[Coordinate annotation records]
——————

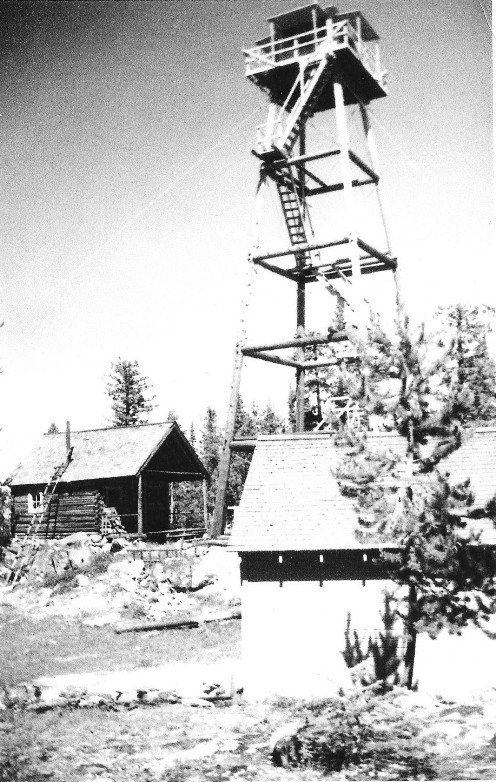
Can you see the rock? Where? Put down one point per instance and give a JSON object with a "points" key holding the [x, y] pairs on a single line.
{"points": [[150, 697], [50, 698], [131, 569], [97, 700], [285, 746], [200, 703], [363, 673], [158, 572], [77, 540], [168, 696], [118, 544], [17, 695], [127, 698]]}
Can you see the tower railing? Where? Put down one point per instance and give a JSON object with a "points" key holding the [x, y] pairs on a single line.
{"points": [[341, 35]]}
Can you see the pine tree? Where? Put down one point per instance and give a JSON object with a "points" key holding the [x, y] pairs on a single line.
{"points": [[186, 496], [210, 448], [244, 427], [407, 501], [468, 382], [127, 389], [267, 421]]}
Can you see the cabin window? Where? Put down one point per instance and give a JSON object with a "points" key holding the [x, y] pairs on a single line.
{"points": [[36, 503], [112, 496]]}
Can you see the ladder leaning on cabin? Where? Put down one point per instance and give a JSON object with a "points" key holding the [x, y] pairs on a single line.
{"points": [[26, 554]]}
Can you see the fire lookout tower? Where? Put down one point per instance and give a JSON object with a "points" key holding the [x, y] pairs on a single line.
{"points": [[314, 60]]}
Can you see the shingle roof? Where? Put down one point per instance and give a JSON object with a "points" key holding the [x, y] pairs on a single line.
{"points": [[475, 459], [292, 502], [98, 453]]}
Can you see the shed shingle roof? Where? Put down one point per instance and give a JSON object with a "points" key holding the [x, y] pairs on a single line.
{"points": [[292, 502], [98, 453]]}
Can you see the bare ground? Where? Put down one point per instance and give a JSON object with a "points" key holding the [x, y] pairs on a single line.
{"points": [[175, 742]]}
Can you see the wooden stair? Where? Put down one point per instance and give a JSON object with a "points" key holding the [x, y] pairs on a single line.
{"points": [[316, 77], [28, 548]]}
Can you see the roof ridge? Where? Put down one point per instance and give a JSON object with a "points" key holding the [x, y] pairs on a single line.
{"points": [[108, 428]]}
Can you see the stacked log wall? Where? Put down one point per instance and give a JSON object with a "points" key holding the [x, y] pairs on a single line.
{"points": [[70, 512]]}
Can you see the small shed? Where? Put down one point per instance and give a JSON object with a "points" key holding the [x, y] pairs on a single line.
{"points": [[122, 472], [304, 572]]}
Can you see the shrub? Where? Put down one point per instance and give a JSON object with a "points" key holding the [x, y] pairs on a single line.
{"points": [[383, 651], [367, 731]]}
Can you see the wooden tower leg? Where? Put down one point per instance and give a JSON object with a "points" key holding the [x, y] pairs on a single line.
{"points": [[374, 159], [225, 459], [347, 176]]}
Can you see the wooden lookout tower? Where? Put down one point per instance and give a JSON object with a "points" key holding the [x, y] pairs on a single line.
{"points": [[315, 60]]}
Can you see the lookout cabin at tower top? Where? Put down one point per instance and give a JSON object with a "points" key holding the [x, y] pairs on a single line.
{"points": [[306, 35]]}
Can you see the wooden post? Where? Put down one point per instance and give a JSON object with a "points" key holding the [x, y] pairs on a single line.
{"points": [[347, 176], [205, 506], [225, 459], [300, 308], [140, 504], [374, 159]]}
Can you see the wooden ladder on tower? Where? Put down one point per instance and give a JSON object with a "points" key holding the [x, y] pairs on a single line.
{"points": [[315, 77], [28, 549]]}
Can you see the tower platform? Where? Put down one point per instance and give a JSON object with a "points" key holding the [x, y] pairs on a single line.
{"points": [[308, 34]]}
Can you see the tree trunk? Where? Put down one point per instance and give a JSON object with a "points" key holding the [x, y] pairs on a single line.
{"points": [[411, 632]]}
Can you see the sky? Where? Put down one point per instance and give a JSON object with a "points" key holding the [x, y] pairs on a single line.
{"points": [[126, 131]]}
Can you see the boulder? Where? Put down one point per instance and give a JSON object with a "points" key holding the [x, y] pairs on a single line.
{"points": [[285, 744]]}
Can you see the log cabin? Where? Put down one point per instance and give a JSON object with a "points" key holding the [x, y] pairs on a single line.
{"points": [[305, 571], [122, 474]]}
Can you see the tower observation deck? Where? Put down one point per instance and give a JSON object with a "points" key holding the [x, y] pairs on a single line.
{"points": [[303, 38]]}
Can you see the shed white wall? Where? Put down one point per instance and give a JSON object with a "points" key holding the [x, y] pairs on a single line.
{"points": [[293, 635]]}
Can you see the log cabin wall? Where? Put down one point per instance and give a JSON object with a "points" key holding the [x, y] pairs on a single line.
{"points": [[71, 510], [121, 494]]}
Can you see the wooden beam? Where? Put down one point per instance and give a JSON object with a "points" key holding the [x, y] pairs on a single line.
{"points": [[276, 269], [197, 475], [301, 248], [301, 298], [140, 504], [334, 363], [242, 445], [339, 186], [317, 339], [205, 506], [391, 262], [293, 161], [363, 166], [272, 359]]}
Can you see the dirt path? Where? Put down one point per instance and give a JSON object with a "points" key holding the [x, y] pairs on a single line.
{"points": [[29, 649]]}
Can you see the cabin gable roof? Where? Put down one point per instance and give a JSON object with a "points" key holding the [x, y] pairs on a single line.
{"points": [[292, 501], [114, 452]]}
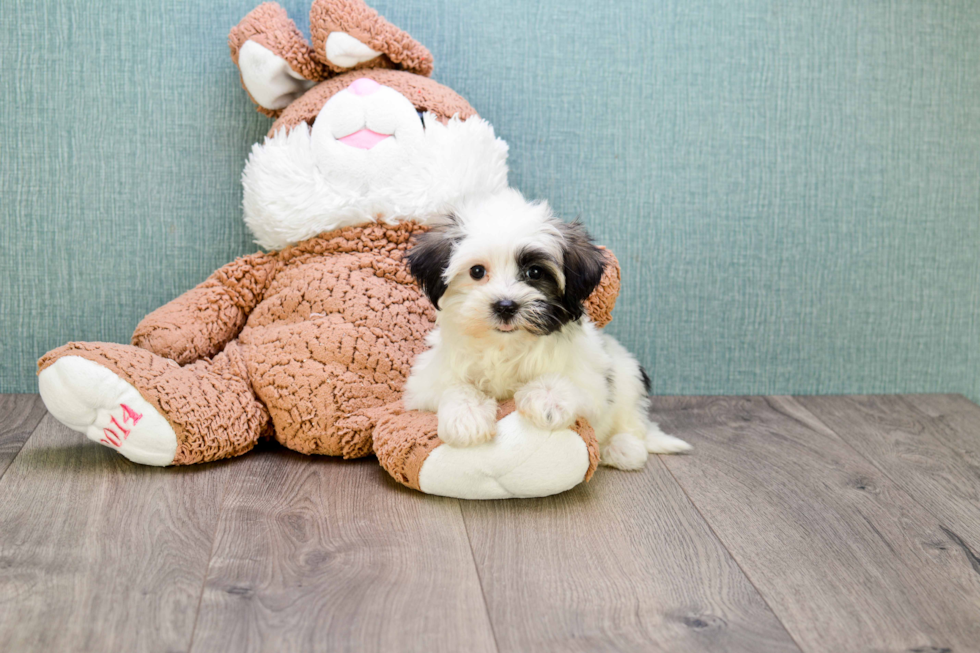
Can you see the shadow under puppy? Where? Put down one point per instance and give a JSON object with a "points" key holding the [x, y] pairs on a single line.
{"points": [[508, 281]]}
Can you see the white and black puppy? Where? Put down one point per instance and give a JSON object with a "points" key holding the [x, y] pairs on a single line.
{"points": [[509, 280]]}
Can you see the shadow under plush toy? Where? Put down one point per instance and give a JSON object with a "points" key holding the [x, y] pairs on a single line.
{"points": [[311, 342]]}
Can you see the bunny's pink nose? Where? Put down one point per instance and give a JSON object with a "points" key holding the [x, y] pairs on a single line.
{"points": [[363, 86]]}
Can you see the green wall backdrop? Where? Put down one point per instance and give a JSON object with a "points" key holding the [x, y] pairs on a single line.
{"points": [[793, 188]]}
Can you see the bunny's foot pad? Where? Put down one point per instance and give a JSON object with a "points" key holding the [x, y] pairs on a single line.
{"points": [[521, 460], [90, 399]]}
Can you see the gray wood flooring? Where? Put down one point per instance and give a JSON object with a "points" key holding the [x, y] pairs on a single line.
{"points": [[798, 524]]}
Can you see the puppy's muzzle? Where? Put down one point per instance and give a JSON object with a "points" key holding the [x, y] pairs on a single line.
{"points": [[505, 309]]}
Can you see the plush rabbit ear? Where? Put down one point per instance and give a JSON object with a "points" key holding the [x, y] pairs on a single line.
{"points": [[276, 62], [348, 34]]}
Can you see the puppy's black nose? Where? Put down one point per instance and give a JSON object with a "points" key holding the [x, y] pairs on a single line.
{"points": [[505, 308]]}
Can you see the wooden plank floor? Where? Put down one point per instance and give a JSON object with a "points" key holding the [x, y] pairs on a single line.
{"points": [[798, 524]]}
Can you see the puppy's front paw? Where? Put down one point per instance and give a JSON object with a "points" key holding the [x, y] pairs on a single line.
{"points": [[467, 419], [549, 402]]}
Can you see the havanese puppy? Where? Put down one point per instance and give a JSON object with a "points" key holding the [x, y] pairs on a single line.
{"points": [[508, 281]]}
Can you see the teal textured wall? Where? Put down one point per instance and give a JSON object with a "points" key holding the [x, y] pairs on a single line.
{"points": [[793, 188]]}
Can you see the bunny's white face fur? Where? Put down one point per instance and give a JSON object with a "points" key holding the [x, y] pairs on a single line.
{"points": [[369, 157]]}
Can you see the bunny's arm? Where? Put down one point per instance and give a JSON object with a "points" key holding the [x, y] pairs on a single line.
{"points": [[600, 303], [199, 323]]}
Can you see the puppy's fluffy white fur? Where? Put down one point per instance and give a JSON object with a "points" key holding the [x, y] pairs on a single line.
{"points": [[507, 330]]}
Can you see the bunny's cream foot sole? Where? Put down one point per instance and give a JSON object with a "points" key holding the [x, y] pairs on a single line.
{"points": [[522, 460], [90, 399]]}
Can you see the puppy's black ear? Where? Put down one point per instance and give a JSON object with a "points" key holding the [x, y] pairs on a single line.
{"points": [[583, 264], [429, 258]]}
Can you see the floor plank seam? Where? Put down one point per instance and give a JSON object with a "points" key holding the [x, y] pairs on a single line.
{"points": [[884, 472], [730, 554], [207, 568], [22, 446], [479, 577]]}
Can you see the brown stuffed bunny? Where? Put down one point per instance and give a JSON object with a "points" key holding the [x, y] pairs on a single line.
{"points": [[311, 342]]}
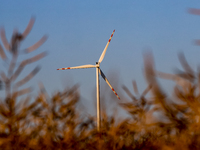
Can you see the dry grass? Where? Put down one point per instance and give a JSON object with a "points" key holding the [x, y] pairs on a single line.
{"points": [[55, 123]]}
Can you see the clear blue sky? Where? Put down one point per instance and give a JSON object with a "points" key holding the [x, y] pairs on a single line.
{"points": [[79, 30]]}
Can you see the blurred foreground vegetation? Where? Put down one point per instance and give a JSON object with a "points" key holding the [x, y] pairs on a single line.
{"points": [[56, 123]]}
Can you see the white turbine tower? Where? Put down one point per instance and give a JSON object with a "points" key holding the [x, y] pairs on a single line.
{"points": [[98, 70]]}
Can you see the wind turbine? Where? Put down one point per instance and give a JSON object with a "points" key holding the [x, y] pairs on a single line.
{"points": [[98, 71]]}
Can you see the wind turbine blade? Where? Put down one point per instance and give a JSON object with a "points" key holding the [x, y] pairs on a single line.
{"points": [[104, 77], [28, 28], [78, 67], [4, 39], [104, 51], [2, 54]]}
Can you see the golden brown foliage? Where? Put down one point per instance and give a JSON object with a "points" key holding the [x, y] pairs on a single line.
{"points": [[158, 121]]}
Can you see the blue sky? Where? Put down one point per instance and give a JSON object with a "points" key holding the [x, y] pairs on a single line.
{"points": [[79, 30]]}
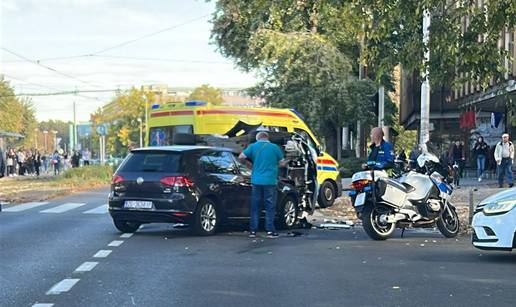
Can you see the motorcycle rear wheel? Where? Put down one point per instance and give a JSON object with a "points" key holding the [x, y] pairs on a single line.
{"points": [[449, 225], [374, 228]]}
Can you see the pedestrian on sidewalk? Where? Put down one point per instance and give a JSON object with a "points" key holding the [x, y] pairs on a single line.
{"points": [[265, 157], [56, 162], [504, 155], [11, 162], [20, 158], [456, 157], [480, 150], [2, 163], [37, 162]]}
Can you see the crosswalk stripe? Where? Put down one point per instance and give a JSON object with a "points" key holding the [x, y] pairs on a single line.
{"points": [[24, 207], [63, 208], [99, 210]]}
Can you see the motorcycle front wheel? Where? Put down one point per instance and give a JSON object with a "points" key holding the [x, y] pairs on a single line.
{"points": [[448, 224], [373, 223]]}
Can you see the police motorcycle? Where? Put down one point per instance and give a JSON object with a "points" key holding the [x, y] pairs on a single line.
{"points": [[418, 198]]}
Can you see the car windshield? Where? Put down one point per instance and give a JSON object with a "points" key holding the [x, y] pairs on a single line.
{"points": [[155, 161]]}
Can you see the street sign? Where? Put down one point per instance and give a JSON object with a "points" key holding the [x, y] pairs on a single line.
{"points": [[101, 130]]}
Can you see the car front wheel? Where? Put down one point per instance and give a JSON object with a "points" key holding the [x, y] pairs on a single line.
{"points": [[287, 213]]}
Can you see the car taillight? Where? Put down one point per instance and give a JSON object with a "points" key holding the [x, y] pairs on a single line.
{"points": [[117, 179], [360, 184], [179, 181]]}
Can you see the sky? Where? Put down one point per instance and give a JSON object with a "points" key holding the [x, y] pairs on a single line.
{"points": [[70, 38]]}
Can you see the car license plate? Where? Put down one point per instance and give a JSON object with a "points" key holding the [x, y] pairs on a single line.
{"points": [[360, 200], [137, 204]]}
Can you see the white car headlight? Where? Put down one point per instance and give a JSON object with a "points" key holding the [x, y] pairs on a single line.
{"points": [[500, 207]]}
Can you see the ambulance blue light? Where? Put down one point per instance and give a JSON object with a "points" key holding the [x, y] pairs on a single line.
{"points": [[195, 103], [298, 114]]}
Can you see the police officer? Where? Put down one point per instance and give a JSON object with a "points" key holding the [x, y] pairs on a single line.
{"points": [[380, 150]]}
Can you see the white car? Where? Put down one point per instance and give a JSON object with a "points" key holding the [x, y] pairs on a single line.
{"points": [[494, 222]]}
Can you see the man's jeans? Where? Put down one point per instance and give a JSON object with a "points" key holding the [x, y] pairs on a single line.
{"points": [[481, 165], [263, 194], [505, 168]]}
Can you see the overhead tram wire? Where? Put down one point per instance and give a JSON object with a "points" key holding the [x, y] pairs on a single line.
{"points": [[48, 67], [149, 35], [96, 53], [62, 93], [42, 86]]}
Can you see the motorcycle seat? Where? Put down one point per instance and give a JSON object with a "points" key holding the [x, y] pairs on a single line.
{"points": [[408, 187]]}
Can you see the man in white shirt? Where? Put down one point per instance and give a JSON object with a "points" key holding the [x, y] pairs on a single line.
{"points": [[504, 154]]}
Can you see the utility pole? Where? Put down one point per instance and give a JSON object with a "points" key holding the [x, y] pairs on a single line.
{"points": [[381, 106], [74, 136], [425, 86]]}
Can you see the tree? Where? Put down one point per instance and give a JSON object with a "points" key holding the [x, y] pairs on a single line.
{"points": [[463, 38], [303, 53], [207, 93], [16, 115], [121, 116]]}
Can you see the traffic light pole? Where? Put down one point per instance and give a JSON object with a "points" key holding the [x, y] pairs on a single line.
{"points": [[424, 136]]}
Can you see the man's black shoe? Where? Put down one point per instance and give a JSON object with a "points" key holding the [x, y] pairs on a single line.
{"points": [[272, 235]]}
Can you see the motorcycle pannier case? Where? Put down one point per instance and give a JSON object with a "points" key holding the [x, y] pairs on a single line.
{"points": [[391, 191]]}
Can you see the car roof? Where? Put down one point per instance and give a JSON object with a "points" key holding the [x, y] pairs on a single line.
{"points": [[180, 148]]}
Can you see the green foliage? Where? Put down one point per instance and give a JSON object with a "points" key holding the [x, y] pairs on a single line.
{"points": [[305, 55], [392, 31], [16, 115], [121, 115], [207, 93]]}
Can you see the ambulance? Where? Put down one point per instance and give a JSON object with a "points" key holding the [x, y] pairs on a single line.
{"points": [[198, 117]]}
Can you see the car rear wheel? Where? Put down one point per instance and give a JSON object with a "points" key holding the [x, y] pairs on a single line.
{"points": [[206, 218], [126, 226], [287, 218], [327, 194]]}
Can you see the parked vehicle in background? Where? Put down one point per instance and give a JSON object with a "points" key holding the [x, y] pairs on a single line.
{"points": [[494, 222], [201, 118]]}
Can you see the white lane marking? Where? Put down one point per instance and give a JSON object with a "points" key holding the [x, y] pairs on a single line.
{"points": [[63, 208], [26, 206], [86, 267], [63, 286], [103, 253], [116, 243], [99, 210]]}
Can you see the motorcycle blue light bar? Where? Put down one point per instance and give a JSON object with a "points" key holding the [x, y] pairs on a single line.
{"points": [[195, 103]]}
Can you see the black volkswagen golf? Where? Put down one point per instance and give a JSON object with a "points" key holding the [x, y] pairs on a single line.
{"points": [[195, 185]]}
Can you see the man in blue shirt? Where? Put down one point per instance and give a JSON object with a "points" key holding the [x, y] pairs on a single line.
{"points": [[381, 150], [266, 158]]}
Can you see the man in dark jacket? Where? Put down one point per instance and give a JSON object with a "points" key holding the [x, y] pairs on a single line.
{"points": [[2, 163], [380, 150]]}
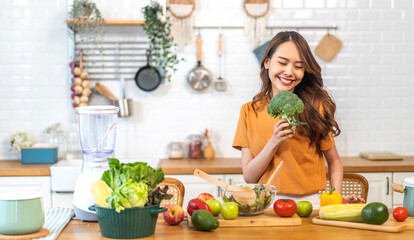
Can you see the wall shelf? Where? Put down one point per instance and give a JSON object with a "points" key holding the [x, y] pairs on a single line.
{"points": [[117, 22]]}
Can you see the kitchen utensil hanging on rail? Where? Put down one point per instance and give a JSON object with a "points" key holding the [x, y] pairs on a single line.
{"points": [[199, 77], [220, 85], [124, 104], [182, 21], [148, 78], [255, 27]]}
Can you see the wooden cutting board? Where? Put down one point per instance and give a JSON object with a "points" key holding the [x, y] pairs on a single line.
{"points": [[43, 232], [266, 219], [389, 226]]}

——————

Beginning with the line that contains "Can you see the car rear" and ending with the last line of the data above, output those lines exactly and nothing more, without any pictures.

• **Reply to the exercise**:
Can you see the car rear wheel? Where? Put down one point per instance and give a JSON object with a "points" key holding the [x, y] pairs on a single line.
{"points": [[206, 218], [126, 226], [287, 218], [327, 194]]}
Can you see the parked vehicle in background? Where? Put down one point per instance and give a JSON object with a "points" key holding the [x, y] pairs on a single line.
{"points": [[494, 222], [201, 118]]}
Can you see the white lane marking? Where? Put down one point per instance and give a JSON object with a "points" key holding the [x, y] pairs on a single line.
{"points": [[63, 208], [26, 206], [86, 267], [63, 286], [103, 253], [116, 243], [99, 210]]}
Can you see the motorcycle blue light bar? Where? Put down one point per instance and give a JSON object with a "points" key holding the [x, y] pairs on a single line.
{"points": [[195, 103]]}
Can you see the black volkswagen golf? Where? Put down one point per instance and give a JSON object with a "points" key holding the [x, y] pairs on a single line.
{"points": [[195, 185]]}
Can you see the man in blue shirt? Where? Put down one point per instance and give a JSON object with a "points" key holding the [x, y] pairs on a single line.
{"points": [[381, 150], [266, 158]]}
Can you see the man in dark jacket? Where? Put down one point per instance and give a JSON object with a "points" key holding the [x, y] pairs on a single line.
{"points": [[2, 163], [380, 150]]}
Can you see the wall shelf? Where? Put down one point per instance and give a JSON object with a "points" key holding the [x, y] pairs on a single line.
{"points": [[117, 22]]}
Can you see the kitchen utensil hanging on rail? Where? Put down one point per instance and give a JSON object with a "points" key holding the [x, y] pairs on a single line.
{"points": [[199, 77], [220, 85], [124, 104], [182, 21], [148, 78], [255, 27]]}
Can you see the wooden cutting board? Where? Put down one point per instance and give a JSON object with a "points" key holding the [x, y] pairs on a single line.
{"points": [[43, 232], [266, 219], [389, 226]]}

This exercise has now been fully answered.